=== Records supplied ===
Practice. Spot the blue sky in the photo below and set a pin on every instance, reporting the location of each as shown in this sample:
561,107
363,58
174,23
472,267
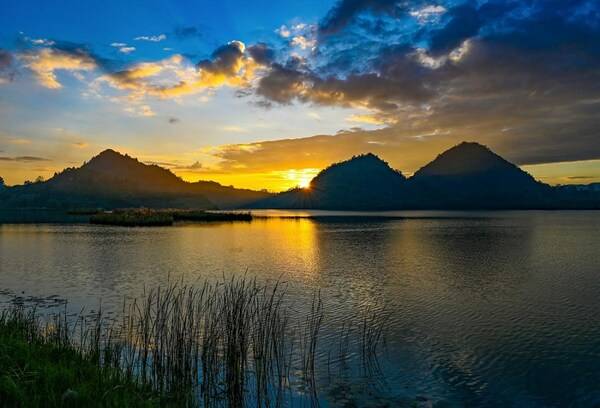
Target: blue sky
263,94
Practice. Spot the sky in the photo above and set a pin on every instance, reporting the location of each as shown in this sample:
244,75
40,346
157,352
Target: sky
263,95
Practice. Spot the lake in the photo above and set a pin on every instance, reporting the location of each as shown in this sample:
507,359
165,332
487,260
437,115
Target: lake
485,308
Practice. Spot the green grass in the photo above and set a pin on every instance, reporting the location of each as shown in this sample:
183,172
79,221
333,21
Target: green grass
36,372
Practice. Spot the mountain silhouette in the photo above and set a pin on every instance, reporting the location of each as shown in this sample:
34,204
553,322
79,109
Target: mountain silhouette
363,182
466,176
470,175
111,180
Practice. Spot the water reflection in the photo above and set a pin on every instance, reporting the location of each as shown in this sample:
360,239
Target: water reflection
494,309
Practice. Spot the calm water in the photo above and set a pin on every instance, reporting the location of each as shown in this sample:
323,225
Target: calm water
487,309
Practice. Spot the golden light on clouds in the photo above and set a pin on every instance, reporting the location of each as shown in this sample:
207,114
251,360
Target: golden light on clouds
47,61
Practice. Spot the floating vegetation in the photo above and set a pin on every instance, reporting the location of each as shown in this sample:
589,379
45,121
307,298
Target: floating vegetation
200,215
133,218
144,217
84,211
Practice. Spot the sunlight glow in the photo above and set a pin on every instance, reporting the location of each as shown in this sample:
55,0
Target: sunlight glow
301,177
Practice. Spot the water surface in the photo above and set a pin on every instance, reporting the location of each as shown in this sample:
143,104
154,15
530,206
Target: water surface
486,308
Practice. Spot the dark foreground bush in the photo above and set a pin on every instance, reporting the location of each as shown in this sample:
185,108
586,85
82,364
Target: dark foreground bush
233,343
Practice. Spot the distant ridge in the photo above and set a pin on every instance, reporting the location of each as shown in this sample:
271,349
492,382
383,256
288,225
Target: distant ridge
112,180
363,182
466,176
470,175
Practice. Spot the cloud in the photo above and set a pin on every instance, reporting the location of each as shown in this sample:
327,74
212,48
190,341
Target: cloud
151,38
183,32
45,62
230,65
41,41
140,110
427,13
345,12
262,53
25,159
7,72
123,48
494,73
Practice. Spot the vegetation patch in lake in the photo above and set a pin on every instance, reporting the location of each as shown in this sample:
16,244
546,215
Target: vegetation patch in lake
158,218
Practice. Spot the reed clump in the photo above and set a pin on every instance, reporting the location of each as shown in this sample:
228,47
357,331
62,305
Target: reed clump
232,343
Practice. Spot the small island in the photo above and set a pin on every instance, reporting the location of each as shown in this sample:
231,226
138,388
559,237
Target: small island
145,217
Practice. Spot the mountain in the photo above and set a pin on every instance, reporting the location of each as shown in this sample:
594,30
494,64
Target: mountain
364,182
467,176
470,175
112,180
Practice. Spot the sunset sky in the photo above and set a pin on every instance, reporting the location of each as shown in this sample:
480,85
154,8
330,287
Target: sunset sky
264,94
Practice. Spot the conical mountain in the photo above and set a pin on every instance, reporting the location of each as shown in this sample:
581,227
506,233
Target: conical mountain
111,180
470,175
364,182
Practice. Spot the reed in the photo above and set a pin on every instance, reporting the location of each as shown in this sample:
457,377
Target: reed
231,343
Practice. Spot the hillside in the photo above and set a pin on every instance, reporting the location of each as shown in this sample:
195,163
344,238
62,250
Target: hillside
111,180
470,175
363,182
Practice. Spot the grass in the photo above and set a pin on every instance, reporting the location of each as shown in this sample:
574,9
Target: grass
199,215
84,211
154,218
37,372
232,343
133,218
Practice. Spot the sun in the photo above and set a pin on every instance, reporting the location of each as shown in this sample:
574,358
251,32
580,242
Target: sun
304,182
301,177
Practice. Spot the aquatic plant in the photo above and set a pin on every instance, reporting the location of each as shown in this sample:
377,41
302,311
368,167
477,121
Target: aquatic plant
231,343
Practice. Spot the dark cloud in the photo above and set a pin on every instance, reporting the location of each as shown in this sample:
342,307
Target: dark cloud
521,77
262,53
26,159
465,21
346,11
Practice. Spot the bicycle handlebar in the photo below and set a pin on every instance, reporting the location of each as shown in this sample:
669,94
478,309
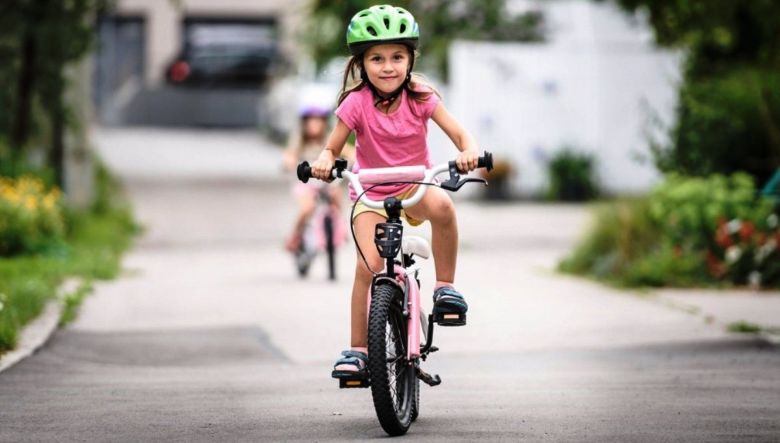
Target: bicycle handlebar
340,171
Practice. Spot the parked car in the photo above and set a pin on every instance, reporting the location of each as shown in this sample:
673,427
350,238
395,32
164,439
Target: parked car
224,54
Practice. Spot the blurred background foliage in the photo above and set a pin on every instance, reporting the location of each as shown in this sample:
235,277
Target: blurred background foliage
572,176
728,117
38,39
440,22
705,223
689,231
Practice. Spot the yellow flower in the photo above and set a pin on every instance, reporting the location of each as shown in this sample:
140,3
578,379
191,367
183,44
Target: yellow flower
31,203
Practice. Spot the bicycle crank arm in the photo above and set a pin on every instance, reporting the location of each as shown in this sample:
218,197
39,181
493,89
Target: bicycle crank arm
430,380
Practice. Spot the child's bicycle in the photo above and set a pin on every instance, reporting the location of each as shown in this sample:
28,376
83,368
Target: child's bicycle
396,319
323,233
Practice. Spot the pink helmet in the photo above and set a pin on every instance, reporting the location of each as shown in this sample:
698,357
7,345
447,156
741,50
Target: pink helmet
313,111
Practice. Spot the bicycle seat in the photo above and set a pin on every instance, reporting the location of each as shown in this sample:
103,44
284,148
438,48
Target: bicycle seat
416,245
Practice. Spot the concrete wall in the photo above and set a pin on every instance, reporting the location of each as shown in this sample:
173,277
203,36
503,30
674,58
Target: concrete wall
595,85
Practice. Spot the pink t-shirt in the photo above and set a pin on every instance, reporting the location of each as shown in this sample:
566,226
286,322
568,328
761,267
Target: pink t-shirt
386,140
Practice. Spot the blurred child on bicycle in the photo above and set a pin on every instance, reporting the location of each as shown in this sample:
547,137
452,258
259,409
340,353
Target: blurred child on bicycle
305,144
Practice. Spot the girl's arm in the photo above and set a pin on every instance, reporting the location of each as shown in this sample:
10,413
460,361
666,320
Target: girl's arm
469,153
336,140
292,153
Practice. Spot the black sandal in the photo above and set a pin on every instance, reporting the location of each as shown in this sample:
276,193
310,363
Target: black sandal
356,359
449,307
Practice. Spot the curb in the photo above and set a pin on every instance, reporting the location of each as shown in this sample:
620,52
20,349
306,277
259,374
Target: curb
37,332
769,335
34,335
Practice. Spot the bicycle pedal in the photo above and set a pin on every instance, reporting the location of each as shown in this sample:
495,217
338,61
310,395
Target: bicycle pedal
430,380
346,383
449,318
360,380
===
For every line in the data above that holds "below", return the line itself.

Practice. Spot the blue sky in the photo below and set a pin on every instance, reporting the location of each as shown in this sample:
Practice. Spot the bicycle handlebar in the photo below and set a pin on every instance, reporting the location of each as shown in this sample:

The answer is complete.